-- start of DATA FOR THE TASK --

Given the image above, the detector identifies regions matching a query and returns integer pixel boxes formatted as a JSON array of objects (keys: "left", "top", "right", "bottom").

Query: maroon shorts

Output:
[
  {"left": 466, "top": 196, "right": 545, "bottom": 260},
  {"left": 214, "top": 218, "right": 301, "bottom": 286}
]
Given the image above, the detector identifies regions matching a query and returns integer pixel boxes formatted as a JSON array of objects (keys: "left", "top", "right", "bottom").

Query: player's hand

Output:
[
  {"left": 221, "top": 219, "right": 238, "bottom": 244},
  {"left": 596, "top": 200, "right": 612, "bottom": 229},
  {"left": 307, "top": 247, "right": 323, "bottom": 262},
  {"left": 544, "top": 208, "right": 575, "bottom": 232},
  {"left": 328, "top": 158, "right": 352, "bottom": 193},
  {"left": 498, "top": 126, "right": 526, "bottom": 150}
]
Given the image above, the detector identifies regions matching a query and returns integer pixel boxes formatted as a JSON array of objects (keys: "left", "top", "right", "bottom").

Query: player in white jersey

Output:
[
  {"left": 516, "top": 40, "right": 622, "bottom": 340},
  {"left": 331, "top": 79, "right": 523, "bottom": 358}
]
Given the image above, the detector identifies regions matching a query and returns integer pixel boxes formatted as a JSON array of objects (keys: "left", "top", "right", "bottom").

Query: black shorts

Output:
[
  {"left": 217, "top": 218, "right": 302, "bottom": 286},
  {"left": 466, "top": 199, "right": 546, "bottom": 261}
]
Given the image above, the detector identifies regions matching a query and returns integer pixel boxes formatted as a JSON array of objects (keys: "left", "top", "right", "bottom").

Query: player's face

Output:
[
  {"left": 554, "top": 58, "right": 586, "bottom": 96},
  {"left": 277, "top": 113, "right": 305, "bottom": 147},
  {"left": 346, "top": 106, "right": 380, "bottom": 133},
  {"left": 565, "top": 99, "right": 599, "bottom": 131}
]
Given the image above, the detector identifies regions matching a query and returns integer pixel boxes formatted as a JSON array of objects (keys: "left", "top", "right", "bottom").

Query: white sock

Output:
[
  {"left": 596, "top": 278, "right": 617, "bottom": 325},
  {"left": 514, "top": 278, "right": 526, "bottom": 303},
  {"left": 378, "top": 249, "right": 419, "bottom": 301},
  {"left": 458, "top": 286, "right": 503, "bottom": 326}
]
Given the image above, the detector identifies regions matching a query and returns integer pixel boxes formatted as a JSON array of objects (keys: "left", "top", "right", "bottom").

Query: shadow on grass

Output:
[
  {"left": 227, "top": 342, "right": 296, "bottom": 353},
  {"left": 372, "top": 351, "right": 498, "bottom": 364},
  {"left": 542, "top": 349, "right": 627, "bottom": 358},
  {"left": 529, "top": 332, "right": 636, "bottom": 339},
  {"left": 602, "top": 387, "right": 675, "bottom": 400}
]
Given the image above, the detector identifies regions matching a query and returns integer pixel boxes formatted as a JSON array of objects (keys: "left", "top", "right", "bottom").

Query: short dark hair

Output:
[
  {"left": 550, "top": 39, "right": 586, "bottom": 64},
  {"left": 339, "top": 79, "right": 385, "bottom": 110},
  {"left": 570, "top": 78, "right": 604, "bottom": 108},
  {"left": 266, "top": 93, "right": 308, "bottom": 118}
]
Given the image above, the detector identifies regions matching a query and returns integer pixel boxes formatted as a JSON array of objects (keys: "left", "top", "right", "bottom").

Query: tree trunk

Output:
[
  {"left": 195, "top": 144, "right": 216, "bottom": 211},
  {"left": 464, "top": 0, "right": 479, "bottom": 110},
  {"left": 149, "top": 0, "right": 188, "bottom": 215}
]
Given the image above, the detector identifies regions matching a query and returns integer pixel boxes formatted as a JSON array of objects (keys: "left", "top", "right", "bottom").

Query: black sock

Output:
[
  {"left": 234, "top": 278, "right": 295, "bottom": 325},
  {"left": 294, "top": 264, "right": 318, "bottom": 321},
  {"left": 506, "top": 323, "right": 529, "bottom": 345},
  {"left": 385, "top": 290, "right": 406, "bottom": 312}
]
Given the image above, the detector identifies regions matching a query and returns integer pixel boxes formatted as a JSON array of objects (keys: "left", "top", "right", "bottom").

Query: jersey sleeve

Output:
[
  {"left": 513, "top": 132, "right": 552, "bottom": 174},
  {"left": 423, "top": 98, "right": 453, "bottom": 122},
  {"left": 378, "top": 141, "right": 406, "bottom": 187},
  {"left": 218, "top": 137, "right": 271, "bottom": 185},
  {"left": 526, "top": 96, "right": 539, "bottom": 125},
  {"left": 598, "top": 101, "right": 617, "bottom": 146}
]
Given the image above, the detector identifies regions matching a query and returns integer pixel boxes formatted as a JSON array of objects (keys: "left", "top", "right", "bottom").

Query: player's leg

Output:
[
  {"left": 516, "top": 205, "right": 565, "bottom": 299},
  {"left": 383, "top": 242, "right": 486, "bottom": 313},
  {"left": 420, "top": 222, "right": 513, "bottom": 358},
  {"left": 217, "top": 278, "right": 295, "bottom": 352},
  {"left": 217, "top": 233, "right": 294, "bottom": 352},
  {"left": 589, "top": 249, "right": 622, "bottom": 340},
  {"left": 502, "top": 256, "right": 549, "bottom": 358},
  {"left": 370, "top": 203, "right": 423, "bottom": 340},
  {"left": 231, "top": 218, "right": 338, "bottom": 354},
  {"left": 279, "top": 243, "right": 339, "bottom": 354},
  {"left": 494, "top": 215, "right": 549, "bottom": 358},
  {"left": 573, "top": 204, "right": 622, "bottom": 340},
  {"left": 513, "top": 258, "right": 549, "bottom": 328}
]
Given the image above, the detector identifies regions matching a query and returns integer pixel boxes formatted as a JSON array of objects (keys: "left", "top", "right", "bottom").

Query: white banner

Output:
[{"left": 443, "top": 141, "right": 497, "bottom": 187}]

-- end of DATA FOR THE TASK --

## EXERCISE PROMPT:
Count the lines in the items that contain the string "shorts", matching case exactly, and give only the number.

## TASK SOLUTION:
2